- **What needs to be done**:
Pick out each line in the rows below that contains the string "Running", and copy those lines. Treat capitalization as significant.

───── Material provided ─────

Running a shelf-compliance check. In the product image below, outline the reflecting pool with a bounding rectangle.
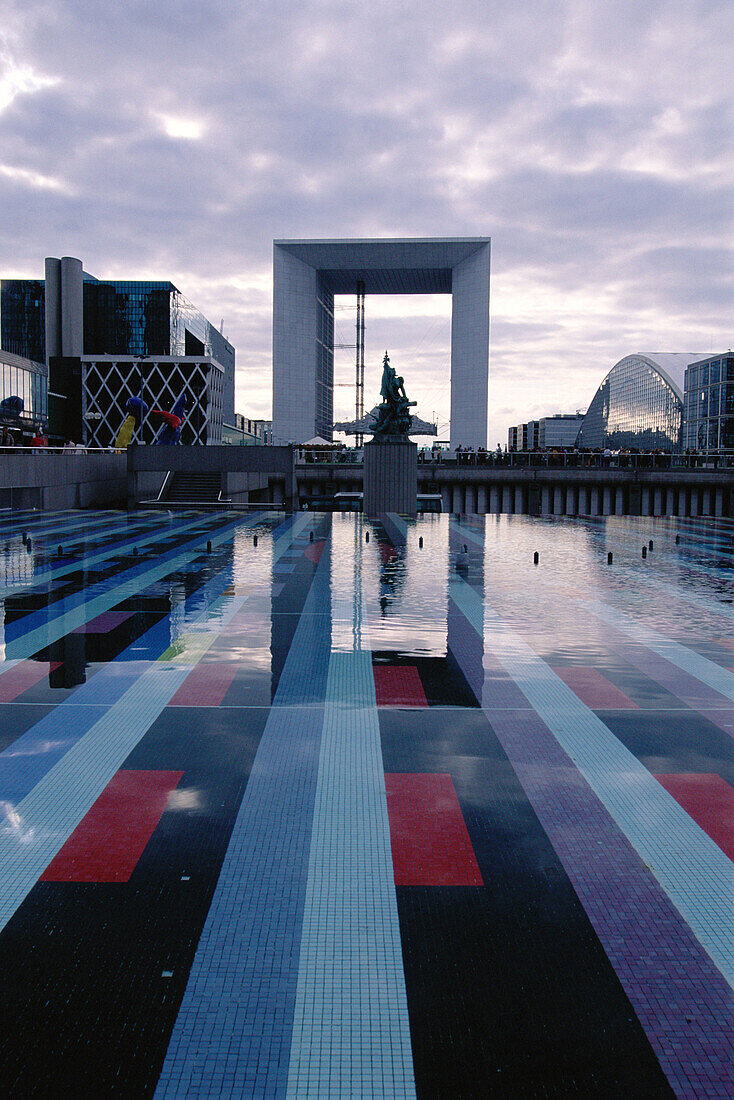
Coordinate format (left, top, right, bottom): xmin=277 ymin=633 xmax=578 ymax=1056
xmin=0 ymin=510 xmax=734 ymax=1098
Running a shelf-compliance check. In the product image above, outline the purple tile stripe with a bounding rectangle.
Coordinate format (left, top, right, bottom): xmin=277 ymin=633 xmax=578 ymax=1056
xmin=589 ymin=611 xmax=734 ymax=737
xmin=444 ymin=594 xmax=734 ymax=1100
xmin=552 ymin=664 xmax=639 ymax=711
xmin=72 ymin=612 xmax=134 ymax=634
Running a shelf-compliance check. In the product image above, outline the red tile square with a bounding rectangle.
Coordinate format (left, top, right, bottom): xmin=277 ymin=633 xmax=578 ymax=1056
xmin=385 ymin=772 xmax=483 ymax=887
xmin=41 ymin=771 xmax=184 ymax=882
xmin=372 ymin=664 xmax=428 ymax=706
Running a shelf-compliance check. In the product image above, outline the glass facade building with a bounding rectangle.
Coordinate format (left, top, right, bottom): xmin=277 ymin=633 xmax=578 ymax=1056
xmin=683 ymin=353 xmax=734 ymax=452
xmin=578 ymin=353 xmax=697 ymax=451
xmin=0 ymin=272 xmax=234 ymax=419
xmin=0 ymin=351 xmax=48 ymax=420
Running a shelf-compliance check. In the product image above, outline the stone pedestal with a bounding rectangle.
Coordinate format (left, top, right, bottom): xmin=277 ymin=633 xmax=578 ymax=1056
xmin=363 ymin=437 xmax=418 ymax=516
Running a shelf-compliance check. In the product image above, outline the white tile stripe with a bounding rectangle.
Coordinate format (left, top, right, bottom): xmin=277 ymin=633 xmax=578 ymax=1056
xmin=0 ymin=512 xmax=207 ymax=600
xmin=457 ymin=525 xmax=734 ymax=702
xmin=7 ymin=513 xmax=269 ymax=658
xmin=578 ymin=600 xmax=734 ymax=702
xmin=449 ymin=578 xmax=734 ymax=986
xmin=286 ymin=539 xmax=415 ymax=1098
xmin=0 ymin=514 xmax=309 ymax=931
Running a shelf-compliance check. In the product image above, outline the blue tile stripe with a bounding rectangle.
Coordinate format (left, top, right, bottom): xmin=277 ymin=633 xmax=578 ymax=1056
xmin=6 ymin=517 xmax=254 ymax=659
xmin=449 ymin=578 xmax=734 ymax=985
xmin=0 ymin=513 xmax=210 ymax=600
xmin=287 ymin=530 xmax=415 ymax=1098
xmin=155 ymin=523 xmax=331 ymax=1098
xmin=0 ymin=520 xmax=306 ymax=930
xmin=578 ymin=600 xmax=734 ymax=702
xmin=0 ymin=573 xmax=242 ymax=804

─────

- **Result of the task**:
Running a shelf-compliance check. In the product image below, outline the reflecting pool with a bounding rectangle.
Running a shelf-compliance check. In the product image above, outline the purple tile stripe with a bounding rectangle.
Running a shelf-compliance check. In the product image above, outline the red tile square with a bounding rectangle.
Running a shelf-compliance check. In the product image above, outline the glass facade building with a bounding rectangle.
Running a shelf-compliance check. In the product image above, outline the stone pedestal with a bounding rectangle.
Running a shelf-compliance check. In the product image above, outline the white tile stripe with a bounding rectangle.
Running a shelf-compliance check. In the product image above, outline the blue tile stripe with a bounding rectangle.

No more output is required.